# WHAT THE TASK REQUIRES:
Print every entry exactly as written.

[start of STORED ROWS]

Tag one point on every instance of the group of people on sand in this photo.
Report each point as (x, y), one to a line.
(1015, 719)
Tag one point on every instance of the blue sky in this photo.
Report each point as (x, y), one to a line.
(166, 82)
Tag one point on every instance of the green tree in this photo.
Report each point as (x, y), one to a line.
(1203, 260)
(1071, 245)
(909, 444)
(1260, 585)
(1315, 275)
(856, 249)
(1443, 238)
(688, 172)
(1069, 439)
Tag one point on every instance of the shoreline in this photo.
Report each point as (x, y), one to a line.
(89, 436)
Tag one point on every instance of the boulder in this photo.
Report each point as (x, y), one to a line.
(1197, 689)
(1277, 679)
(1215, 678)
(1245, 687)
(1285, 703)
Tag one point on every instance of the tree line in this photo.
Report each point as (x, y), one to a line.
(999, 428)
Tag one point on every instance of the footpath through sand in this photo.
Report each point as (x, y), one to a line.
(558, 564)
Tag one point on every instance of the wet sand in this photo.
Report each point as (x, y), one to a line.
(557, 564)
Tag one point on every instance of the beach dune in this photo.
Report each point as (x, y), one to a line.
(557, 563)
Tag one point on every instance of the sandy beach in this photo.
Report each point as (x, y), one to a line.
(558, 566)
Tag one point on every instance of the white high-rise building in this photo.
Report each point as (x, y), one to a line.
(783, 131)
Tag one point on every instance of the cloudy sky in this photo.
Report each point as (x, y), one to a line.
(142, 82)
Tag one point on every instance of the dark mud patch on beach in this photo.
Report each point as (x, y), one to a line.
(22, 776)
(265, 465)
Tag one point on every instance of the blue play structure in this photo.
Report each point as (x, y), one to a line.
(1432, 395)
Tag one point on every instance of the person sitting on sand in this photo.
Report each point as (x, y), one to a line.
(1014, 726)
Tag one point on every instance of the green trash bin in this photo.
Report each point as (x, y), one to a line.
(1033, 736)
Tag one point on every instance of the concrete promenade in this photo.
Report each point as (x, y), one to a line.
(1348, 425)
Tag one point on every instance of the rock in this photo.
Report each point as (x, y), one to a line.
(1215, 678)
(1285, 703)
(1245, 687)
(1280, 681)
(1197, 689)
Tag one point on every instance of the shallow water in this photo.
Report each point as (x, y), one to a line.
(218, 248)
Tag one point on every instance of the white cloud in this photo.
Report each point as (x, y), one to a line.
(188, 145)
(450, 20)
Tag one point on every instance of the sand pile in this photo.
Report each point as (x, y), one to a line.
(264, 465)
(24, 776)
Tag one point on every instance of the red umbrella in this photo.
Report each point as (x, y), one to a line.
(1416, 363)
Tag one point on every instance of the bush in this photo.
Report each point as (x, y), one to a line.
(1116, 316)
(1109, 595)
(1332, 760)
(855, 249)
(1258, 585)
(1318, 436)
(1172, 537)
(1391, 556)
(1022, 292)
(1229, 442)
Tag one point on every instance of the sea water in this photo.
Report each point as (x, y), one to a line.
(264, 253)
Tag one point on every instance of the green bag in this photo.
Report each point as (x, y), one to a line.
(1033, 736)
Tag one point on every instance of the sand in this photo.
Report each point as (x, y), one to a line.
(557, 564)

[end of STORED ROWS]

# WRITTEN SOLUTION:
Tag one point on every instance of the group of people on sand in this photo.
Report each point as (x, y), one to a line.
(1015, 719)
Tag one point on every instance of the blue sky in this photo.
Report each point as (x, y), one to a line.
(166, 82)
Tag one point on every instance of the green tree in this photo.
Report each point as (x, y), one to a line.
(1203, 260)
(1071, 245)
(909, 444)
(1260, 585)
(1315, 275)
(856, 249)
(1443, 238)
(688, 172)
(1069, 439)
Tag one point on every instance of the shoreline in this photo.
Report each point as (x, y), one to a line.
(89, 436)
Tag one point on every instance of the boulder in this photo.
Report each point as (x, y), one to a line.
(1197, 689)
(1277, 679)
(1215, 678)
(1245, 687)
(1285, 703)
Tag one point on every instance of the tree line in this photo.
Report each point as (x, y), one to a line.
(999, 428)
Tag one point on every instance of the footpath through sand in this photo.
Report each point as (x, y), one to a line.
(558, 564)
Tag one point on every instance of the wet sand in this photo.
Report each point as (x, y), one to a line.
(557, 564)
Tag one point on every instance of the beach dune in this photo.
Report each point as (x, y), one to a line.
(557, 563)
Tag one point on every instance of the sandy beach in this photo.
Report each point as (x, y), one to a line.
(558, 566)
Tag one point on every instance of the white high-rise building in this photo.
Report each point as (x, y), one to a line.
(783, 131)
Tag one point on every instance of the cloudy sky in this photo.
Report each point as (x, y), one to a line.
(142, 82)
Tag one point on every instance of the dark mud patch on beach in this photo.
Report each point as (x, y), one to a line.
(22, 776)
(265, 465)
Tag one point on every instance of the blue play structure in this photo.
Report each point as (x, y), one to a line.
(1432, 395)
Tag one point on every instance of the person sitting on sand in this photo.
Report each point as (x, y), one to a line.
(1014, 726)
Tag one point on every instance of the green trash bin in this photo.
Report each point as (x, y), one to a line.
(1033, 736)
Tag one point on every instance of the concrete promenade in this photo.
Report each point as (x, y), one to a line.
(1348, 425)
Tag one point on every instance of the rock in this photo.
Report each point as (x, y), one to a line.
(1215, 678)
(1285, 703)
(1245, 687)
(1280, 681)
(1197, 689)
Tag one point on every instance of the shallow water in this photo.
Report each point as (x, y), one to a line.
(218, 248)
Tag one point on every instance of the white cloud in this photo.
Report each point as (x, y), one to a line.
(188, 145)
(450, 20)
Tag one point on every instance of the sand pile in this photo.
Report each point as (x, y), one to a line.
(264, 465)
(24, 776)
Tag one point on every instance of the red umbrella in this photo.
Report each point as (x, y), one to a line.
(1416, 363)
Tag one point on every instance of the bush in this photo.
Report each point as (x, y), one to a line.
(1116, 316)
(1109, 595)
(1332, 760)
(855, 249)
(1258, 585)
(1318, 436)
(1172, 537)
(1391, 556)
(1022, 292)
(1229, 442)
Tag one point on every instance of the sea water in this photo.
Report each point as (x, y), one to a line.
(264, 253)
Tag one point on every instance of the green bag in this photo.
Report each point as (x, y), one to a line.
(1033, 736)
Tag one point on every instance of the sand in this photo.
Report each point as (x, y), one to a line.
(557, 564)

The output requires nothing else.